→ Testo di riferimento

Il movimento riteneva poi che il diritto allo studio era compromesso dall’aumento delle tasse. In merito alla riforma, l’autonomia finanziaria degli atenei che essa introduceva, metteva fine all’università di massa e gerarchizzava gli atenei in quelli ritenuti di eccellenza, da un lato, e di seconda fila dall’altro. Con l’ingresso delle aziende nelle università si dava la possibilità di finanziare i corsi di studio che rispecchiavano maggiormente le esigenze dei loro piani industriali. Secondo il governo, che sarebbe stato l’ultimo guidato da Giulio Andreotti, il contributo delle aziende alleggeriva l’onere contributivo dello Stato nella ricerca. Lo stesso “progetto Ruberti” permetteva alle aziende di entrare nei consigli di amministrazione degli atenei.

Riportando il discorso sull’intenzione di attuare l’autonomia finanziaria delle università,  coloro che vi si opponevano ritenevano che ci sarebbe stato un declassamento della facoltà umanistiche in favore di quelle scientifiche e una svalutazione dei titoli di studio rilasciati da quegli atenei non in grado di reperire i fondi per la ricerca autonomamente; negli organi decisionali, inoltre, gli studenti rimanevano in numero minore rispetto ai docenti.

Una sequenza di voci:
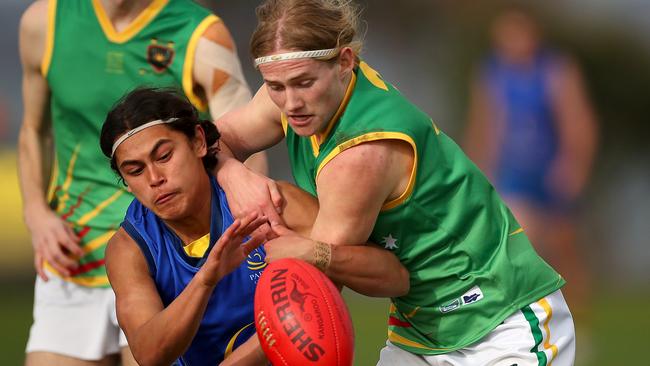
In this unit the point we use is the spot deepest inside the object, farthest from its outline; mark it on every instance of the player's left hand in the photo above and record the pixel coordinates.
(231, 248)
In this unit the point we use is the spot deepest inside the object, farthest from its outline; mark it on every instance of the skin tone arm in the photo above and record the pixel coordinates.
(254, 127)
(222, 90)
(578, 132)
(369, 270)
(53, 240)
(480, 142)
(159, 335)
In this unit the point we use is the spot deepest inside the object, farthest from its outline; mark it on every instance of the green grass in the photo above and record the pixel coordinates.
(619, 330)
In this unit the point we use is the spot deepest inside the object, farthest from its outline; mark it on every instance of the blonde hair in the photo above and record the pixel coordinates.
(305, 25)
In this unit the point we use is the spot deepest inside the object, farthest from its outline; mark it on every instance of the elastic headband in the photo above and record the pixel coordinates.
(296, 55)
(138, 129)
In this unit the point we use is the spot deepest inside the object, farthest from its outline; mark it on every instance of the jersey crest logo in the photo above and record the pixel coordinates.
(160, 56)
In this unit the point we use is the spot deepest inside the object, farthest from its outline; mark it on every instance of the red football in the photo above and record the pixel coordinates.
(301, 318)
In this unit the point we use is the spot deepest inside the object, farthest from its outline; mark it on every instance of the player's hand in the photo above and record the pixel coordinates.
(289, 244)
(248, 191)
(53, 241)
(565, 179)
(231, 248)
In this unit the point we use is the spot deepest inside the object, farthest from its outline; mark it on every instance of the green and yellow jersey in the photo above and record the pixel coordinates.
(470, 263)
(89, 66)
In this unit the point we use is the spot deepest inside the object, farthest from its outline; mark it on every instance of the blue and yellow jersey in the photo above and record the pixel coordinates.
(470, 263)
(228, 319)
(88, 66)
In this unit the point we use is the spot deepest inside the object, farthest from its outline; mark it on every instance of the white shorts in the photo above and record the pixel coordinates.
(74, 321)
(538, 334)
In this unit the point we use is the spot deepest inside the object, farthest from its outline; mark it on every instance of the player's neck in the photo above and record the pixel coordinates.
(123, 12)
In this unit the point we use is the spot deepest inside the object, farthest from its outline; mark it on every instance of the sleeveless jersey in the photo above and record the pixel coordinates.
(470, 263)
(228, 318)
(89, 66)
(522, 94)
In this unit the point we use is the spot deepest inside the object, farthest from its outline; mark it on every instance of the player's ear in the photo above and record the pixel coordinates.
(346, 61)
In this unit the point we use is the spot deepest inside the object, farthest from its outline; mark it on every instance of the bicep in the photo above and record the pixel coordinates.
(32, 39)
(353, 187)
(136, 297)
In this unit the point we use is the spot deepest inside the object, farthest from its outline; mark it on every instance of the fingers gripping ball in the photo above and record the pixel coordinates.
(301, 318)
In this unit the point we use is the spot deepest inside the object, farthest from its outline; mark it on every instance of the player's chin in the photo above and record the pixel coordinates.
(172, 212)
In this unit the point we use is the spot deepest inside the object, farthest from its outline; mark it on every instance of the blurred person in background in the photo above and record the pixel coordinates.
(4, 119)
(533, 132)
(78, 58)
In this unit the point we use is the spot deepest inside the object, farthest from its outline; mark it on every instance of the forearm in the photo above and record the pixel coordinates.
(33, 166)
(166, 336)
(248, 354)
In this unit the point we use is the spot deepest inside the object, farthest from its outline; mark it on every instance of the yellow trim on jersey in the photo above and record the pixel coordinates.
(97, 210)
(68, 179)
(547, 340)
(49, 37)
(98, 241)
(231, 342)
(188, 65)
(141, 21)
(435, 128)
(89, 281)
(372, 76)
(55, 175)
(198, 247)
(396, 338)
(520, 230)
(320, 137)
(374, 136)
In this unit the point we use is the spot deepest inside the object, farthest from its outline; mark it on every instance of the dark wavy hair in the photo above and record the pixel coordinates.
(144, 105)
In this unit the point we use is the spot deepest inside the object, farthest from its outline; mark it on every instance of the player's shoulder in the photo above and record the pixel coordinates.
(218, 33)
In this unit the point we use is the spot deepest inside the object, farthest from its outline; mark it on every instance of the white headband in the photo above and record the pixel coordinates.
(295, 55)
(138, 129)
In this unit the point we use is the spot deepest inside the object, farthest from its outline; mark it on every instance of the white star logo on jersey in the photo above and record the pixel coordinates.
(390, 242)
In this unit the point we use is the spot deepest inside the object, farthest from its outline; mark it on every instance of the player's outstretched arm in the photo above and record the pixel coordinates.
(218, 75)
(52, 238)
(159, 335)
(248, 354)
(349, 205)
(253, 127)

→ Consegna A
Secondo il testo di riferimento, che cosa permetteva alle aziende il "progetto Ruberti"?
→ Consegna B
Indica se ciascuna affermazione concorda con il testo di riferimento, rispondendo sì o no e citando alla lettera le parole decisive. (i) Il movimento riteneva che l'aumento delle tasse compromettesse il diritto allo studio. (ii) Secondo il governo, il contributo delle aziende alleggeriva l'onere dello Stato nella ricerca. (iii) Negli organi decisionali gli studenti erano più numerosi dei docenti.
→ Consegna C
Per favore, trascrivi parola per parola la parte del testo di riferimento che inizia con le parole contenenti "Riportando il discorso" e termina con "rispetto ai docenti.".
Le voci non servono per svolgere le consegne.

→ Risposta A
Permetteva alle aziende di entrare nei consigli di amministrazione degli atenei.

→ Risposta B
(i) Sì: «il diritto allo studio era compromesso dall’aumento delle tasse».
(ii) Sì: «il contributo delle aziende alleggeriva l’onere contributivo dello Stato nella ricerca».
(iii) No: «gli studenti rimanevano in numero minore rispetto ai docenti».

→ Risposta C
Riportando il discorso sull’intenzione di attuare l’autonomia finanziaria delle università,  coloro che vi si opponevano ritenevano che ci sarebbe stato un declassamento della facoltà umanistiche in favore di quelle scientifiche e una svalutazione dei titoli di studio rilasciati da quegli atenei non in grado di reperire i fondi per la ricerca autonomamente; negli organi decisionali, inoltre, gli studenti rimanevano in numero minore rispetto ai docenti.